- YOUR GOAL: Transcribe every line of the records verbatim.

+-------+

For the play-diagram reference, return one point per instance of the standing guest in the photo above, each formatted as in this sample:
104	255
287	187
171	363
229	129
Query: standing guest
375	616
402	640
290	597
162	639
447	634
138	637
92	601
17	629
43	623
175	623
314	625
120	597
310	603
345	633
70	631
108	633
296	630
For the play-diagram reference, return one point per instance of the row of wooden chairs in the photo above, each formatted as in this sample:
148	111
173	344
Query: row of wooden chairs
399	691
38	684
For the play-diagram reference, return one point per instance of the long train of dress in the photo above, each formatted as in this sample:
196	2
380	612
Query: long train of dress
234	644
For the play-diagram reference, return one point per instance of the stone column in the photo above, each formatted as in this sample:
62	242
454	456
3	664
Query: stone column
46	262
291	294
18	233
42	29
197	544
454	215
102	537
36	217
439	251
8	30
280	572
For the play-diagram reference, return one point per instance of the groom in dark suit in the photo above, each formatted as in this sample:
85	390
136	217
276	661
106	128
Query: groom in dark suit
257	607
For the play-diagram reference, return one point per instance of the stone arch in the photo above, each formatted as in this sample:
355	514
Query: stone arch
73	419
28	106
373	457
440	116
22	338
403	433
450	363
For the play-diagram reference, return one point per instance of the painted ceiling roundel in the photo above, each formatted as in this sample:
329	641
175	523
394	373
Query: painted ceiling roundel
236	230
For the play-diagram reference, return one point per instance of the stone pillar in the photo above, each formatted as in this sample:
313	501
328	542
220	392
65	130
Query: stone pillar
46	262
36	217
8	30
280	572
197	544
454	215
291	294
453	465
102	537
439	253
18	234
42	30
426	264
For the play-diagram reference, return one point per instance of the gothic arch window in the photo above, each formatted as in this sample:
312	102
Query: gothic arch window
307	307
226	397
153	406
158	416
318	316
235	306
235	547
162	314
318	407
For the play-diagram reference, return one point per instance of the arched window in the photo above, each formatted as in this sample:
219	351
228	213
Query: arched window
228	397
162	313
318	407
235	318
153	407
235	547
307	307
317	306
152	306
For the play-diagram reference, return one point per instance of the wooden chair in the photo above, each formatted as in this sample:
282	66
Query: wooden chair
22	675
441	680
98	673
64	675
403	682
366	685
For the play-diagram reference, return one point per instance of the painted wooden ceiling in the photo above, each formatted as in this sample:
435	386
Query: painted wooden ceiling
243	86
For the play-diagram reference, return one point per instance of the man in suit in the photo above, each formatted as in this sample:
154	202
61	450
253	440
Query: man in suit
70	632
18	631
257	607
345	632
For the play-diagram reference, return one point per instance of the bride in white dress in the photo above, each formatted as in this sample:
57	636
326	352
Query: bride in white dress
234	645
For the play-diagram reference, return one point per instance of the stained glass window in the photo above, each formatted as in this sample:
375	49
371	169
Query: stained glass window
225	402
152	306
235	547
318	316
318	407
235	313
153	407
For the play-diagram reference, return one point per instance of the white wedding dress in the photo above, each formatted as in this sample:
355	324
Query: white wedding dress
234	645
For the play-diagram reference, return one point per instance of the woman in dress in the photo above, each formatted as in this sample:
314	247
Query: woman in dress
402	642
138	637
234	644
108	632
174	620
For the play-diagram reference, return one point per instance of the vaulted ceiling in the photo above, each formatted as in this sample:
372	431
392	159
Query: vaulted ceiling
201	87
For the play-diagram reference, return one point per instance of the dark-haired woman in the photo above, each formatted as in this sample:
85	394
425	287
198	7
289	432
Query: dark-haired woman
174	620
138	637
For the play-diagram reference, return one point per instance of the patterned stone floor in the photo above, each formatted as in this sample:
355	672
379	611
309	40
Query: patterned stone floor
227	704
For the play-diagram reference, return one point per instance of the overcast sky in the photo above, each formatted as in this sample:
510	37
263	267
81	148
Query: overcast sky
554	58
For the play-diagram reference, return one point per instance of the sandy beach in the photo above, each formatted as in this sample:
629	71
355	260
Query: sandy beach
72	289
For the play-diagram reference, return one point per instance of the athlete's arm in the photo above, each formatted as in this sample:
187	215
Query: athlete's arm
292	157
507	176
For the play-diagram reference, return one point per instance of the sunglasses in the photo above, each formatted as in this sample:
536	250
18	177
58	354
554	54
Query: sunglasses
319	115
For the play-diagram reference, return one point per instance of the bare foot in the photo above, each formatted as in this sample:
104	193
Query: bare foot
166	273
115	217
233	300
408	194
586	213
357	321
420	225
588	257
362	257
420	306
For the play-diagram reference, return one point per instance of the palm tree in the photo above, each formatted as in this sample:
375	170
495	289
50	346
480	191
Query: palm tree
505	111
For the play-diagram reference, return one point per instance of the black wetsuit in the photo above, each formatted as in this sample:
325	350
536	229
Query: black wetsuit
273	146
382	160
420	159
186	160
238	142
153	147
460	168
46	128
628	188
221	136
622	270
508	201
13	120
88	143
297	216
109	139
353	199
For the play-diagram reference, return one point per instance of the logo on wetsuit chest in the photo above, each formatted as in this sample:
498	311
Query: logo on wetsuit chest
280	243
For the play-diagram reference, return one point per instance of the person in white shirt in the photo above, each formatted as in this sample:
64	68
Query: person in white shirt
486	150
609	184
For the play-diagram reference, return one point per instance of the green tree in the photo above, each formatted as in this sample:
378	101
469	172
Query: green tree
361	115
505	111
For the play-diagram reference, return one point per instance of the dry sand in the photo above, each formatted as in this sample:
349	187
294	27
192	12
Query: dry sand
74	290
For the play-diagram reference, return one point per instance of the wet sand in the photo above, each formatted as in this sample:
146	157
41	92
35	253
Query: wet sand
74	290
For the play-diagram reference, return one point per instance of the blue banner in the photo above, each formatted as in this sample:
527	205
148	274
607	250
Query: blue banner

+-------+

- FINISHED TASK:
For the play-diagram reference, return one point per instance of the standing guest in the photo above, each formatted as in this sample:
104	255
287	187
171	363
229	129
Query: standing guest
375	616
402	640
290	597
162	639
447	634
138	637
92	601
17	629
43	623
175	623
314	625
120	597
310	603
345	633
70	631
108	633
296	630
For the play-diagram reference, return one point per instance of the row of wooden chairs in the photo above, each formatted as in this sample:
148	111
173	344
Query: row of wooden chairs
399	691
38	684
For the play-diagram reference, return one point per instance of the long train of dress in the photo above, each formatted as in this sample:
196	2
380	612
Query: long train of dress
234	644
For the play-diagram reference, return one point per instance of the stone column in the photo above, each formatted as in this sample:
62	242
454	456
3	664
Query: stone column
46	262
291	294
18	233
42	29
197	544
454	215
102	537
36	217
439	251
8	30
280	572
For the play-diagram reference, return one point per instance of the groom in dark suit in the photo above, each formatted as in this sample:
85	390
136	217
276	661
106	128
Query: groom in dark suit
257	607
For the play-diagram reference, return one point per instance of the stone arch in the photo above, each formatted as in this sample:
355	514
Query: stone arch
73	419
28	106
373	457
440	116
22	338
403	433
450	363
For the play-diagram reference, return one point per instance of the painted ceiling roundel in the photo above, each formatted as in this sample:
329	641
175	523
394	373
Query: painted ceiling roundel
236	230
For the play-diagram reference, return one point per instance of the stone pillar in the photo above, each formatted as in this sample:
313	501
328	542
220	392
65	130
Query: stone pillar
46	262
36	217
8	30
280	572
197	544
454	215
291	294
453	465
102	537
439	253
18	234
42	30
426	264
For the play-diagram reference, return one point per instance of the gothic arch window in the photo above, each formatted as in this sample:
312	102
Query: gothic arch window
307	307
226	397
153	406
158	416
318	316
235	306
235	547
162	314
318	407
For the play-diagram reference, return one point per instance of the arched window in the photo above, each formatted as in this sample:
219	351
228	213
Query: arched window
228	397
162	313
318	407
235	318
153	407
235	547
307	307
317	306
152	306
For the play-diagram reference, return one point per instance of the wooden chair in the photo above, each formatted as in this sample:
282	66
Query: wooden chair
22	675
441	680
98	673
64	675
403	682
366	685
For the play-diagram reference, return one point per instance of the painted wooden ceiling in the photo above, each formatted as in this sample:
435	386
Query: painted wooden ceiling
243	86
For the play-diagram reference, return one point per instance of the man in suit in the photo above, each formatted as in this sample:
154	202
61	450
253	440
Query: man in suit
70	632
18	631
257	607
345	632
For the play-diagram reference, return one point per instance of the bride in white dress in the photo above, each formatted as in this sample:
57	636
326	352
Query: bride in white dress
234	645
For the play-diagram reference, return one point per instance of the stained glass window in the photo above, each formatted as in this sample:
375	49
371	169
Query: stained glass window
225	402
152	306
235	547
318	316
318	407
235	313
153	407
For the play-diagram reference, return one point per instance of the white wedding dress in the photo above, each formatted as in this sample:
355	324
Query: white wedding dress
234	645
For the play-diagram reference, return one point per instance of the woman in dress in the photo above, each formatted as in this sample:
314	247
Query: woman in dress
402	642
138	637
234	644
108	632
174	620
For the play-diagram reference, return one point per instance of the vaulted ceiling in the photo above, each formatted as in this sample:
372	431
392	159
Query: vaulted ceiling
201	87
For the play-diagram reference, return one point per instance of the dark-haired woman in the photo above, each formatted as in this sample:
85	394
425	287
198	7
289	432
Query: dark-haired woman
174	620
138	637
For the play-diagram reference, return one point per instance of the patterned stone floor in the photo above, each formatted as in this sample:
355	672
379	611
309	40
Query: patterned stone floor
227	704
For the play-diagram reference, return one point per instance of the overcast sky in the photo above, each formatted as in this sample:
510	37
263	267
81	148
Query: overcast sky
554	58
For the play-diagram reference, return one point per instance of the sandy beach in the photo above, each formatted as in this sample:
629	71
355	260
Query: sandy beach
72	289
For the play-diagram reference, return one point per instance of the athlete's arm in the photo above, each formatted as in this sample:
187	215
Query: athlete's arm
292	157
507	176
For the play-diagram reference, return one point per instance of the sunglasses in the photo above, each formatted as in this sample:
536	250
18	177
58	354
554	54
Query: sunglasses
319	115
For the play-diagram reference, return one point per instance of the bare foot in the photo above, each formatted as in this sample:
104	193
Query: bare foot
166	273
115	217
233	300
408	194
586	213
357	321
420	225
588	257
362	257
420	306
For the play-diagram reference, return one point per instance of the palm tree in the photo above, each formatted as in this sample:
375	170
495	289
50	346
480	191
Query: palm tree
505	111
For the play-diagram reference, return one point per instance of the black wetsuit in the photo above, each formatted as in this sample:
325	350
536	229
Query: black wetsuit
273	146
382	160
420	159
186	160
238	142
153	147
460	168
46	128
628	188
221	136
622	270
508	201
13	120
88	143
297	216
109	139
353	199
For the play-diagram reference, return one point per instance of the logo on wetsuit chest in the photo above, each formatted as in this sample:
498	311
Query: logo on wetsuit chest
280	243
For the play-diagram reference, return one point per instance of the person in white shirt in the photo above, each formatted as in this sample:
64	68
Query: person in white shirt
486	150
609	184
For the play-diagram reference, return one point per instance of the green tree in the photo above, each formatted as in this sample:
378	101
469	172
Query: green tree
361	115
505	111
For the play-diagram reference, return one point per instance of the dry sand in the photo above, each formatted as in this sample:
349	187
294	27
192	12
Query: dry sand
74	290
For the play-diagram reference, return one point per instance of the wet sand in the photo above, each formatted as in this sample:
146	157
41	92
35	253
Query: wet sand
74	290
For the play-diagram reference, return one point per instance of the blue banner in the photo above, each formatted as in this sample:
527	205
148	274
607	250
Query: blue banner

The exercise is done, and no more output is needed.